- What you are asked to do
Write out the following listing in full, exactly as it reads.

- Records shown
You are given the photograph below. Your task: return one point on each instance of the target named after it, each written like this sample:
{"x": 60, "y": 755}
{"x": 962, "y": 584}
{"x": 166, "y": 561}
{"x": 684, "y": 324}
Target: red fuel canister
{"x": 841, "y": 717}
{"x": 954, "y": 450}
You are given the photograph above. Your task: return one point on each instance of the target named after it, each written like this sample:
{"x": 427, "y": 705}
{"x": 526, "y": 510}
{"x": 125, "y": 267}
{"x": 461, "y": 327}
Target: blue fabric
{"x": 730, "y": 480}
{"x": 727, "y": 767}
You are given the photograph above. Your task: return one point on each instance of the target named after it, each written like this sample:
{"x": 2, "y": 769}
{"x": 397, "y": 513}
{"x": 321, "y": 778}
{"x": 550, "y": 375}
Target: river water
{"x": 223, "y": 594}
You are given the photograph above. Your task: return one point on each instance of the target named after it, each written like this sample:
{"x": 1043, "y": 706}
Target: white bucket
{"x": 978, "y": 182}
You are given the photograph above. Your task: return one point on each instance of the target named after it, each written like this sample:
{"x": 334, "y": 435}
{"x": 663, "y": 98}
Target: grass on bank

- Completed task
You are given the photograph below. Your task: return one point on each instance of the target named after it, each written like this sample:
{"x": 60, "y": 755}
{"x": 962, "y": 584}
{"x": 166, "y": 561}
{"x": 684, "y": 324}
Target: red fuel canister
{"x": 841, "y": 717}
{"x": 954, "y": 450}
You are given the photograph above. Your task: return one point on each instance of the target named after it, each written like this sample:
{"x": 427, "y": 705}
{"x": 526, "y": 510}
{"x": 125, "y": 267}
{"x": 461, "y": 327}
Target: blue fabric
{"x": 730, "y": 480}
{"x": 727, "y": 767}
You are given the photograph above. Your task: return one point on each instance of the target named after it, each written like this sample:
{"x": 2, "y": 769}
{"x": 397, "y": 513}
{"x": 321, "y": 778}
{"x": 550, "y": 375}
Target: river water
{"x": 223, "y": 594}
You are given the photograph above. Your task: return one point on each instance of the target named after it, each written like this sample:
{"x": 1043, "y": 706}
Target: white bucket
{"x": 978, "y": 182}
You are given the photograph above. Your task: return one point on each instance of the target named after it, each written like this sample:
{"x": 334, "y": 435}
{"x": 663, "y": 98}
Target: grass on bank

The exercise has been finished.